> INSTRUCTIONS TO FOLLOW
According to the article below about Shannon E. Meier's breast cancer research, in what year did she join the O'Neal Cancer Center?

Story by Curran Umphrey | Photo by Anna Waters

Student researchers are the backbone of the 34 labs housed in the O’Neal Comprehensive Cancer Center at UAB. These researchers take innovative ideas and turn them into groundbreaking discoveries that are used around the world to treat cancer.

Shannon E. Meier, a doctoral candidate at UAB, gravitated toward cancer after testing out three different areas of research during her student rotations. In 2016, she decided to join the O’Neal Cancer Center in its mission to become a national leader in cancer research.

Mentored by Rajeev Samant, Ph.D., who is a senior scientist at the Cancer Center, Meier and her peers study breast cancer, how it spreads and how it grows in parts of the body where it did not originate.

Meier spends her days in the lab focusing specifically on Wnt signaling pathways, which allow individual cells to “communicate” with each other. She is exploring how cutting off this cellular communication could prevent breast cancer cells from spreading.

“This was a brand new research project when I started, so I essentially had no data on it,” Meier said. “Because it’s been like building from the ground floor up, it’s been a struggle, but it’s exciting and very rewarding because I can take full ownership of this work.”

Within the nucleus, the “brain” of the cell, are nucleoli, which are responsible for producing ribosomes. Ribosomes make protein, and cancer cells need a lot of protein to divide as rapidly as they do. Through her research, Meier has learned that breast cancer cells have more nucleoli than noncancerous cells, which means that these cancerous cells are making more protein.

To get to the root of this issue, Meier is looking for a way to target the nucleolus through Wnt signaling in order to shut down protein production.

While Meier says that being one of the first to explore this understudied area of breast cancer is motivation in itself, her personal ties to the disease drive her daily research even further.

“My aunt has had breast cancer twice, and she always wants to know what we’re doing in the lab and what kind of progress we’re making,” Meier said. “My research could one day impact someone else’s life, and while no one person is going to cure cancer, I’m eager to contribute my one little grain of sand to the beach.”

> DATA TO EXAMINE
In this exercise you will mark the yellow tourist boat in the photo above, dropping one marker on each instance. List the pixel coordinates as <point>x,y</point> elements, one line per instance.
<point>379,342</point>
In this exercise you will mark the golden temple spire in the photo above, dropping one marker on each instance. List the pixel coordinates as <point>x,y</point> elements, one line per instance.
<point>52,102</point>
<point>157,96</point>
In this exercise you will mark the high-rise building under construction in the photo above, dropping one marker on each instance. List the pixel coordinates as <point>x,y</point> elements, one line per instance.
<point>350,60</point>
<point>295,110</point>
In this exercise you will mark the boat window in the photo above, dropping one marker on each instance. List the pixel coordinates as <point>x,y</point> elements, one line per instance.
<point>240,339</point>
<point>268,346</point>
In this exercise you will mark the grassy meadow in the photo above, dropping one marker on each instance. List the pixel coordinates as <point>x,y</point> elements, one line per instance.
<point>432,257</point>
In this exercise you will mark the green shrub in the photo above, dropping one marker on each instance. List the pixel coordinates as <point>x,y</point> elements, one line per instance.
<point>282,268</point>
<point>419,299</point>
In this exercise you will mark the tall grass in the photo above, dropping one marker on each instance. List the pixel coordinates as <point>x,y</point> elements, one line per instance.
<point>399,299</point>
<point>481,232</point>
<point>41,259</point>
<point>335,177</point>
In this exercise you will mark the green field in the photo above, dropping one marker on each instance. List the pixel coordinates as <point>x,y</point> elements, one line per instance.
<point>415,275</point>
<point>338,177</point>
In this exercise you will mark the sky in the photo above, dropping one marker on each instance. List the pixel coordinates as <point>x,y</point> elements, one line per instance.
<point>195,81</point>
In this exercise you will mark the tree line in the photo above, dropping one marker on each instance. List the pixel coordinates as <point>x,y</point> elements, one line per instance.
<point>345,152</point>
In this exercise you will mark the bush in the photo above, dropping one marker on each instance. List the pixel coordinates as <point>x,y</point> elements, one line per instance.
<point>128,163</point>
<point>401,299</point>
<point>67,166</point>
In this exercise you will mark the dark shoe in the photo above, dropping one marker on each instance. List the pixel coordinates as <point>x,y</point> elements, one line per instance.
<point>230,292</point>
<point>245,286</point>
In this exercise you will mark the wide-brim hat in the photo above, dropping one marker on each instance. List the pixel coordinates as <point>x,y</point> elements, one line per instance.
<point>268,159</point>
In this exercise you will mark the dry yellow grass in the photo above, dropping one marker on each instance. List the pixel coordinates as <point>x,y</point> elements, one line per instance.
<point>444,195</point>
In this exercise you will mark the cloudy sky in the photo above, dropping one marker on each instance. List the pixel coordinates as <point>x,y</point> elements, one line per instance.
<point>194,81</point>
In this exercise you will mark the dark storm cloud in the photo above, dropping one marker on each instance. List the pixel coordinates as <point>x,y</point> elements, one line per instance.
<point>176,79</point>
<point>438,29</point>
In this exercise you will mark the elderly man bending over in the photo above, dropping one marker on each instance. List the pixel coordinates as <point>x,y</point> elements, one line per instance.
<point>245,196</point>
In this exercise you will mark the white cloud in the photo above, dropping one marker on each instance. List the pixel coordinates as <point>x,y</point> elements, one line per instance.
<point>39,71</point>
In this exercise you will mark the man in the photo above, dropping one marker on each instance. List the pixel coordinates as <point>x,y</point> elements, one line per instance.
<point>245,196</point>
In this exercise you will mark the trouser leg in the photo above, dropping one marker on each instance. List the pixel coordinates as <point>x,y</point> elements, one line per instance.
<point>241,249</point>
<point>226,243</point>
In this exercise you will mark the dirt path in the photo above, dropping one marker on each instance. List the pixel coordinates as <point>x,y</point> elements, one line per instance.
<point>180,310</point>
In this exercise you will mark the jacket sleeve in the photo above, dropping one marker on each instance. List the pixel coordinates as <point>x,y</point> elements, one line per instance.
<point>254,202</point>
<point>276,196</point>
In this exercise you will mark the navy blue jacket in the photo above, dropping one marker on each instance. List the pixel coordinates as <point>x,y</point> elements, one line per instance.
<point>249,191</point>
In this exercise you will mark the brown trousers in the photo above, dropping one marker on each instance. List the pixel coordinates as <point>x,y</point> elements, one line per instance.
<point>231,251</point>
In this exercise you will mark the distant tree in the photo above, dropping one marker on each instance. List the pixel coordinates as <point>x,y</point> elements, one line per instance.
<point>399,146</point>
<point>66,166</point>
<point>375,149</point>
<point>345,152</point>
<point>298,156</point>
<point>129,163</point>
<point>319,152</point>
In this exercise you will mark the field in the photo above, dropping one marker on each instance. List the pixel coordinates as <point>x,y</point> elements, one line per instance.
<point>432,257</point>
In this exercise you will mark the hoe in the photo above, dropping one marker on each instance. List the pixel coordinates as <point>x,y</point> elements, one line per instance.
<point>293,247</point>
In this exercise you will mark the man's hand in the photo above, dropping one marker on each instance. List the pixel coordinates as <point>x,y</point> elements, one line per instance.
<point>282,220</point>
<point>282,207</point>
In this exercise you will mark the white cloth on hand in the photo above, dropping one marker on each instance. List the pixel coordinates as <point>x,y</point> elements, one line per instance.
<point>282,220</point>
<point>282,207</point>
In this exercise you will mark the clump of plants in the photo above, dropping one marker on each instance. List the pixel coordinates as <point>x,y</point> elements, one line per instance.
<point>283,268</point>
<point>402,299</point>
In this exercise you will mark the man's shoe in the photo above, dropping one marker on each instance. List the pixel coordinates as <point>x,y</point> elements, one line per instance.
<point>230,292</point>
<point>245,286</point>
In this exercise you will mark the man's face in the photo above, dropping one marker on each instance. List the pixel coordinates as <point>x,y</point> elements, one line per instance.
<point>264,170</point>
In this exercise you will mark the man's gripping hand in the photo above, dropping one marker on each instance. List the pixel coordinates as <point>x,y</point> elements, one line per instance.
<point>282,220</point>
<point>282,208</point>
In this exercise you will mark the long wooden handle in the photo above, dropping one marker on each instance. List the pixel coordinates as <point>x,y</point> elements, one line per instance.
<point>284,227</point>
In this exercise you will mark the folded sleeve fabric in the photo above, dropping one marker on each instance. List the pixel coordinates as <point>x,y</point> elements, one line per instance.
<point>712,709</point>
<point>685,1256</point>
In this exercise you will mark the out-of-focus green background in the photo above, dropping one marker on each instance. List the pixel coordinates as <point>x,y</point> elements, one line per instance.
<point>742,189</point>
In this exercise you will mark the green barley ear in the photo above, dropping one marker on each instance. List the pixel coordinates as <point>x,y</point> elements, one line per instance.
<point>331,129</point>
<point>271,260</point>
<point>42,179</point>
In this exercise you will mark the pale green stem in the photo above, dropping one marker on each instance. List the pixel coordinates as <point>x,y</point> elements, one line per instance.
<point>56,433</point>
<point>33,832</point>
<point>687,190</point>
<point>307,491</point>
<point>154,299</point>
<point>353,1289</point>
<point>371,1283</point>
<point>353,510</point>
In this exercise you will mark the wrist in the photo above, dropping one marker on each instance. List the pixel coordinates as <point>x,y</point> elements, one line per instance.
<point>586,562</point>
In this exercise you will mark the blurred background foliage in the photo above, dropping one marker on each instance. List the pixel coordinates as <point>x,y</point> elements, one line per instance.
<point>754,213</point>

> COMPLETED EXERCISE
2016